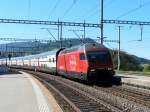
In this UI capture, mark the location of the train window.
[80,53,86,60]
[87,51,111,63]
[53,58,55,63]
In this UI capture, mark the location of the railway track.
[94,85,150,108]
[16,68,150,112]
[25,71,121,112]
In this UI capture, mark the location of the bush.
[144,64,150,72]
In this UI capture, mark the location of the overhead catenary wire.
[117,1,150,19]
[28,0,31,19]
[50,0,60,15]
[61,0,77,19]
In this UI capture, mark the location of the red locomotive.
[0,43,115,82]
[56,43,115,81]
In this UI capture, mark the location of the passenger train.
[0,43,115,81]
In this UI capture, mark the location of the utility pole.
[138,25,143,41]
[83,20,86,41]
[101,0,104,44]
[5,43,8,66]
[60,22,62,48]
[117,26,122,71]
[58,19,60,41]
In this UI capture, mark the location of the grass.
[116,70,150,76]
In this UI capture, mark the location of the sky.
[0,0,150,59]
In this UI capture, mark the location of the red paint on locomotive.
[57,44,114,80]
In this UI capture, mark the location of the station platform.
[0,67,62,112]
[116,74,150,89]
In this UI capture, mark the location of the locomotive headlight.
[90,69,95,72]
[108,68,112,70]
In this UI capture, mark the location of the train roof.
[61,43,108,53]
[9,49,59,60]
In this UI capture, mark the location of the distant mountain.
[112,51,150,71]
[0,38,150,70]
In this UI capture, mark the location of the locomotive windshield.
[87,51,111,63]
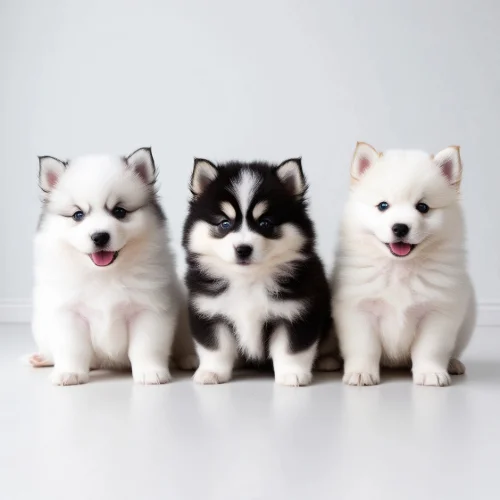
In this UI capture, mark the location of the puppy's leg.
[448,285,477,375]
[193,323,238,384]
[313,328,342,372]
[411,312,459,387]
[269,326,318,387]
[128,311,175,385]
[335,305,382,385]
[172,304,200,370]
[50,312,92,385]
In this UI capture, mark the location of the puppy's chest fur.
[344,262,453,365]
[56,277,166,367]
[192,276,305,360]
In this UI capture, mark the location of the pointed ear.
[125,148,156,184]
[189,158,219,196]
[38,156,67,193]
[351,142,380,181]
[276,158,307,196]
[434,146,462,189]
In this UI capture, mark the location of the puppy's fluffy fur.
[333,143,476,386]
[29,148,193,385]
[184,159,331,386]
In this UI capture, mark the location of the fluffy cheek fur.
[349,201,446,245]
[46,209,150,254]
[188,221,305,264]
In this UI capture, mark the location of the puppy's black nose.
[235,245,253,259]
[90,233,109,248]
[392,222,410,238]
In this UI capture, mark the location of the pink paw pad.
[28,353,52,368]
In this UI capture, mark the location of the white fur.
[332,145,476,386]
[32,150,191,385]
[188,167,317,386]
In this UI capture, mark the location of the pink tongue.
[90,251,115,266]
[389,243,411,257]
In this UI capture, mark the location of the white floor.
[0,325,500,500]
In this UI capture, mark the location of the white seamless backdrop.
[0,0,500,323]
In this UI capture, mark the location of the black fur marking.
[182,160,332,362]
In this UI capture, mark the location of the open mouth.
[89,250,118,267]
[236,259,252,266]
[386,241,417,257]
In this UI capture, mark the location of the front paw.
[342,371,380,386]
[413,371,451,387]
[448,358,465,375]
[193,368,231,385]
[132,367,172,385]
[274,371,312,387]
[50,370,89,385]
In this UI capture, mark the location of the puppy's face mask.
[40,149,160,267]
[184,159,306,268]
[351,143,462,259]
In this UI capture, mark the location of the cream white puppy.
[29,148,195,385]
[332,143,476,386]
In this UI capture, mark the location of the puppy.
[29,148,189,385]
[183,159,331,386]
[333,143,476,386]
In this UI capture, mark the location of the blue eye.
[111,207,127,220]
[72,210,85,222]
[415,202,429,214]
[259,219,274,229]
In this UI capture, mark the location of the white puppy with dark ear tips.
[332,143,476,386]
[29,148,193,385]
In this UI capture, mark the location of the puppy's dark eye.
[72,210,85,222]
[111,207,127,220]
[415,202,429,214]
[259,218,274,229]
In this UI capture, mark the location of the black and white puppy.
[183,159,331,386]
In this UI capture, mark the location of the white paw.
[314,356,342,372]
[132,368,172,385]
[274,372,312,387]
[413,372,451,387]
[448,358,465,375]
[50,370,89,385]
[193,368,231,385]
[342,372,380,385]
[174,354,200,370]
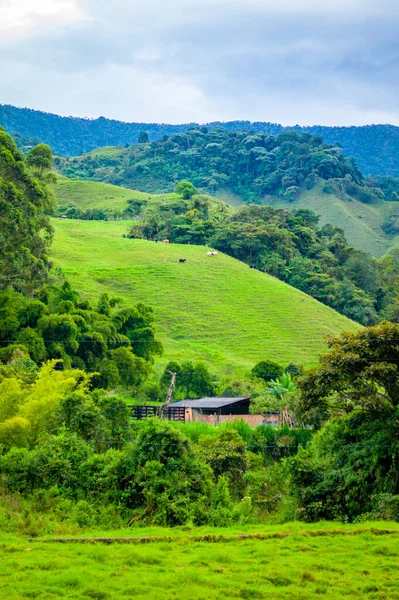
····················
* **Work to be completed**:
Starting with the line that contains "the locomotive windshield." and going on through the line that contains "[184,159,331,386]", write out every line again, not only the answers, and shift each bounding-box coordinate in the answers by -80. Leave the pictures out.

* **Complete response**:
In this UI capture, mark the location of the locomotive windshield.
[7,-29,31,-17]
In this UI capture, mark the location of the puppy's leg.
[368,205,397,295]
[113,243,158,304]
[233,248,262,292]
[331,232,379,307]
[189,246,238,307]
[48,231,95,305]
[255,225,302,305]
[92,224,120,290]
[-30,232,12,305]
In this UI capture, mark the location of the puppy's chest fur.
[264,182,373,285]
[-24,197,86,287]
[112,196,225,280]
In this UI capture, mark the location of the pointed ear.
[45,68,76,104]
[109,78,139,116]
[-42,76,-13,113]
[271,62,300,101]
[196,78,227,116]
[354,66,382,109]
In this UI capture, mark the location of the puppy's fluffy fur.
[253,63,396,306]
[-51,68,113,305]
[104,79,251,306]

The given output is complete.